### TASK GOAL
After finding the line containing "positive clicks: (185, 237)" below, please output that line and each following one through the line containing "positive clicks: (243, 148)", exactly as written.

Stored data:

----

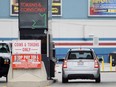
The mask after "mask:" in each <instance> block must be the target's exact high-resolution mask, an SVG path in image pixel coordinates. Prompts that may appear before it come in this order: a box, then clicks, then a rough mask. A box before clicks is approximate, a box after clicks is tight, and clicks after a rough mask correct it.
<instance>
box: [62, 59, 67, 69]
mask: <svg viewBox="0 0 116 87" xmlns="http://www.w3.org/2000/svg"><path fill="white" fill-rule="evenodd" d="M62 67H63V68H67V60H64V62H63V66H62Z"/></svg>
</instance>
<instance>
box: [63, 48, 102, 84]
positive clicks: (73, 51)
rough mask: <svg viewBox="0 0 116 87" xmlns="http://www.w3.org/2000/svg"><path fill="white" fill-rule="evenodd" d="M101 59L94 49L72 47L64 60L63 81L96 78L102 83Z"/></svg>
mask: <svg viewBox="0 0 116 87" xmlns="http://www.w3.org/2000/svg"><path fill="white" fill-rule="evenodd" d="M100 61H102V59H101V58H100V59H98V58H97V56H96V54H95V52H94V50H93V49H82V48H80V49H70V50H69V51H68V53H67V55H66V57H65V59H64V60H63V65H62V83H67V82H68V80H69V79H95V82H97V83H100V82H101V77H100V76H101V75H100V64H99V62H100Z"/></svg>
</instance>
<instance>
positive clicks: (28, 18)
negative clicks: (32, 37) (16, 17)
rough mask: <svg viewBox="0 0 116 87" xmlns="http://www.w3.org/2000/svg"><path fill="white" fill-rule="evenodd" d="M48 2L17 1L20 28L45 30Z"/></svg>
mask: <svg viewBox="0 0 116 87" xmlns="http://www.w3.org/2000/svg"><path fill="white" fill-rule="evenodd" d="M47 4H48V0H19V26H20V28H27V29H28V28H32V29H35V28H37V29H38V28H47V27H48V24H47V21H48V5H47Z"/></svg>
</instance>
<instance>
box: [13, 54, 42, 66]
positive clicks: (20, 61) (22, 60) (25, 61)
mask: <svg viewBox="0 0 116 87" xmlns="http://www.w3.org/2000/svg"><path fill="white" fill-rule="evenodd" d="M12 62H13V64H12V67H13V68H41V55H40V54H14V55H12Z"/></svg>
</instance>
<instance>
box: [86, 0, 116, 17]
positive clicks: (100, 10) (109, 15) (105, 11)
mask: <svg viewBox="0 0 116 87" xmlns="http://www.w3.org/2000/svg"><path fill="white" fill-rule="evenodd" d="M88 16H107V17H113V16H116V0H88Z"/></svg>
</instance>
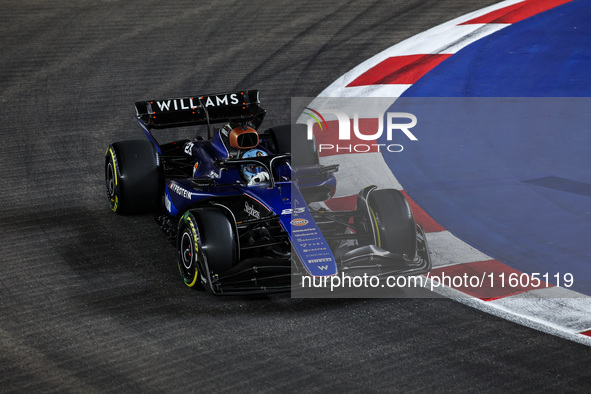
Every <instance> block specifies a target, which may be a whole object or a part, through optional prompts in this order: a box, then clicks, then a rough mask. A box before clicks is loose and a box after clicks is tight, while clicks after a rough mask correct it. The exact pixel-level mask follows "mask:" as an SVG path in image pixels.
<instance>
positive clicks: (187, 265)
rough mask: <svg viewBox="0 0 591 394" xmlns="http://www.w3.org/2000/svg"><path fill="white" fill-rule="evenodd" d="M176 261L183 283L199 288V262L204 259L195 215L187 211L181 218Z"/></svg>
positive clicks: (200, 264)
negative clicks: (182, 280) (178, 266)
mask: <svg viewBox="0 0 591 394" xmlns="http://www.w3.org/2000/svg"><path fill="white" fill-rule="evenodd" d="M177 254H178V256H177V262H178V266H179V271H180V273H181V276H182V278H183V281H184V282H185V285H187V286H188V287H191V288H195V289H200V288H202V285H201V266H202V265H201V264H202V262H203V260H204V257H203V248H202V244H201V237H200V234H199V230H198V227H197V221H196V220H195V217H194V216H193V215H192V214H190V213H189V212H187V213H186V214H185V215H184V216H183V217H182V218H181V225H180V232H179V235H178V239H177Z"/></svg>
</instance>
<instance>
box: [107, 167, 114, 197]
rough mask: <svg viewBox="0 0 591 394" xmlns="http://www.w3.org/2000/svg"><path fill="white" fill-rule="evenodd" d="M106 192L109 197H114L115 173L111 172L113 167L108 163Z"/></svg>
mask: <svg viewBox="0 0 591 394" xmlns="http://www.w3.org/2000/svg"><path fill="white" fill-rule="evenodd" d="M106 175H107V176H106V179H107V192H108V193H109V197H113V195H115V171H113V165H112V164H111V163H110V162H109V163H107V174H106Z"/></svg>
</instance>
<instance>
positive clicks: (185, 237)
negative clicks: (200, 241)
mask: <svg viewBox="0 0 591 394" xmlns="http://www.w3.org/2000/svg"><path fill="white" fill-rule="evenodd" d="M194 250H195V248H194V247H193V242H192V240H191V234H190V232H188V231H185V232H184V233H183V236H182V238H181V261H182V264H183V268H184V269H185V273H186V274H189V273H190V271H191V269H192V268H193V254H194Z"/></svg>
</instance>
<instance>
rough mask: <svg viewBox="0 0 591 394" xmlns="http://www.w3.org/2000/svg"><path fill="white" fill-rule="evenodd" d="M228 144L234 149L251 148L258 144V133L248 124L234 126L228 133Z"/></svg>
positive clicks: (243, 148)
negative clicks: (235, 126)
mask: <svg viewBox="0 0 591 394" xmlns="http://www.w3.org/2000/svg"><path fill="white" fill-rule="evenodd" d="M228 139H229V141H230V146H231V147H232V148H234V149H252V148H255V147H256V146H257V145H258V144H259V134H258V133H257V132H256V130H255V129H253V128H252V127H250V126H246V125H245V126H238V127H234V128H233V129H232V130H230V132H229V133H228Z"/></svg>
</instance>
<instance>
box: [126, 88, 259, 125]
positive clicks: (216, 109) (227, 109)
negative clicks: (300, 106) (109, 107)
mask: <svg viewBox="0 0 591 394" xmlns="http://www.w3.org/2000/svg"><path fill="white" fill-rule="evenodd" d="M259 104H260V100H259V91H258V90H242V91H238V92H231V93H221V94H209V95H204V96H191V97H180V98H168V99H161V100H149V101H138V102H136V103H135V109H136V112H137V118H138V120H139V121H140V122H141V123H142V124H143V125H144V126H145V127H146V128H147V129H152V128H156V129H158V128H168V127H177V126H191V125H210V124H213V123H222V122H232V121H234V122H246V121H250V122H252V123H253V124H254V126H255V127H258V126H259V125H260V124H261V123H262V121H263V118H264V117H265V112H266V111H265V110H264V109H262V108H261V107H260V105H259Z"/></svg>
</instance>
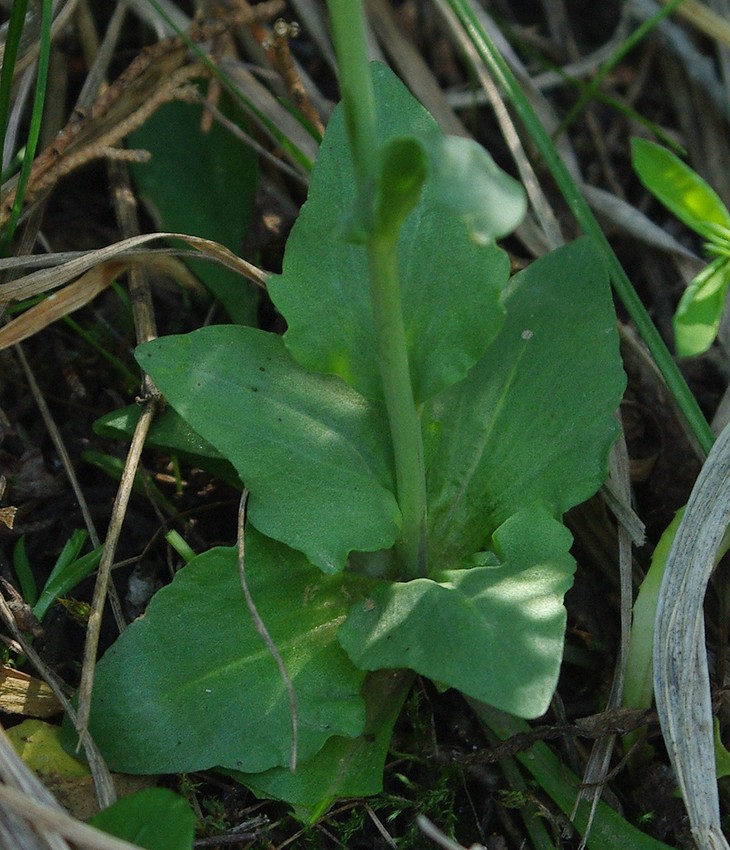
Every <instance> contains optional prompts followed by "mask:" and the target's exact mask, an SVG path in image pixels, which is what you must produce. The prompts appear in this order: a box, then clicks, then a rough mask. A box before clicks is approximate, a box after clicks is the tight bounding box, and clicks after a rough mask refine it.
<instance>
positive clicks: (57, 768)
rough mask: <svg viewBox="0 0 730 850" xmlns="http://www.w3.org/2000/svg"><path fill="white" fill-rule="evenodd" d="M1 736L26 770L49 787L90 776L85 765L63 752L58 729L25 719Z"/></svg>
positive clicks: (58, 726)
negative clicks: (41, 780)
mask: <svg viewBox="0 0 730 850" xmlns="http://www.w3.org/2000/svg"><path fill="white" fill-rule="evenodd" d="M5 734H6V735H7V736H8V740H9V741H10V743H11V744H12V745H13V748H14V749H15V752H16V753H17V754H18V755H19V756H20V758H21V759H22V760H23V763H24V764H25V765H26V767H29V768H30V769H31V770H32V771H34V772H35V773H37V774H38V775H39V776H41V777H42V778H43V779H45V780H46V781H49V782H50V784H53V783H54V782H56V783H58V781H59V780H63V779H66V780H68V779H81V778H86V777H90V776H91V774H90V773H89V768H88V767H87V765H86V764H85V762H82V761H79V760H78V759H77V758H74V756H73V755H71V754H70V753H67V752H66V750H64V748H63V746H62V744H61V727H60V726H55V725H53V724H51V723H46V722H45V721H43V720H32V719H30V718H29V719H27V720H23V721H22V722H21V723H18V725H17V726H11V727H10V728H9V729H7V730H6V731H5Z"/></svg>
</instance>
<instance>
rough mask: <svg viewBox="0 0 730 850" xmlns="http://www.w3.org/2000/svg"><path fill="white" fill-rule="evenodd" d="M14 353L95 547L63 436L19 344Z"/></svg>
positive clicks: (92, 533) (94, 544)
mask: <svg viewBox="0 0 730 850" xmlns="http://www.w3.org/2000/svg"><path fill="white" fill-rule="evenodd" d="M15 353H16V355H17V357H18V360H19V361H20V366H21V368H22V369H23V372H24V374H25V379H26V381H27V382H28V386H29V387H30V391H31V393H32V395H33V398H34V399H35V403H36V405H37V407H38V410H39V411H40V413H41V416H42V417H43V421H44V422H45V425H46V429H47V430H48V434H49V436H50V438H51V441H52V442H53V445H54V446H55V447H56V451H57V452H58V456H59V458H60V459H61V463H62V464H63V468H64V471H65V473H66V477H67V478H68V480H69V483H70V484H71V488H72V489H73V491H74V495H75V496H76V501H77V502H78V505H79V508H80V509H81V515H82V516H83V518H84V523H85V524H86V530H87V531H88V532H89V539H90V540H91V544H92V546H93V547H94V548H95V549H96V548H97V547H98V546H100V545H101V542H100V540H99V535H98V534H97V531H96V526H95V525H94V520H93V519H92V516H91V511H90V510H89V506H88V504H87V502H86V497H85V496H84V493H83V490H82V489H81V485H80V484H79V479H78V476H77V475H76V470H75V469H74V467H73V463H72V462H71V458H70V456H69V453H68V451H67V450H66V444H65V443H64V442H63V438H62V437H61V432H60V431H59V430H58V426H57V425H56V422H55V420H54V419H53V416H52V414H51V411H50V409H49V407H48V405H47V404H46V400H45V398H43V393H42V392H41V391H40V388H39V386H38V383H37V382H36V379H35V375H34V374H33V370H32V369H31V368H30V364H29V363H28V360H27V358H26V356H25V353H24V351H23V349H22V348H21V346H20V345H17V346H16V347H15Z"/></svg>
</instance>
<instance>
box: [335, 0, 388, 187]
mask: <svg viewBox="0 0 730 850" xmlns="http://www.w3.org/2000/svg"><path fill="white" fill-rule="evenodd" d="M327 8H328V9H329V15H330V26H331V27H332V40H333V42H334V45H335V53H336V54H337V77H338V81H339V84H340V95H341V96H342V103H343V105H344V107H345V118H346V121H347V135H348V137H349V139H350V148H351V149H352V159H353V166H354V169H355V178H356V180H357V185H358V189H362V188H363V187H364V186H367V185H368V183H371V182H372V181H374V180H375V175H376V173H377V169H378V154H379V148H380V146H379V144H378V131H377V120H376V117H375V92H374V91H373V81H372V77H371V76H370V63H369V61H368V54H367V39H366V36H365V13H364V11H363V5H362V2H361V0H328V3H327Z"/></svg>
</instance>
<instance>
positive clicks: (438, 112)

----

### FINISHED TASK
positive clicks: (185, 237)
negative clicks: (200, 241)
mask: <svg viewBox="0 0 591 394" xmlns="http://www.w3.org/2000/svg"><path fill="white" fill-rule="evenodd" d="M194 250H195V248H194V247H193V242H192V240H191V234H190V232H188V231H185V232H184V233H183V236H182V238H181V261H182V264H183V268H184V269H185V273H186V274H189V273H190V271H191V269H192V268H193V254H194Z"/></svg>
</instance>
<instance>
rough mask: <svg viewBox="0 0 591 394" xmlns="http://www.w3.org/2000/svg"><path fill="white" fill-rule="evenodd" d="M228 144L234 149L251 148L258 144V133L248 124L234 126L228 133Z"/></svg>
positive clicks: (243, 148)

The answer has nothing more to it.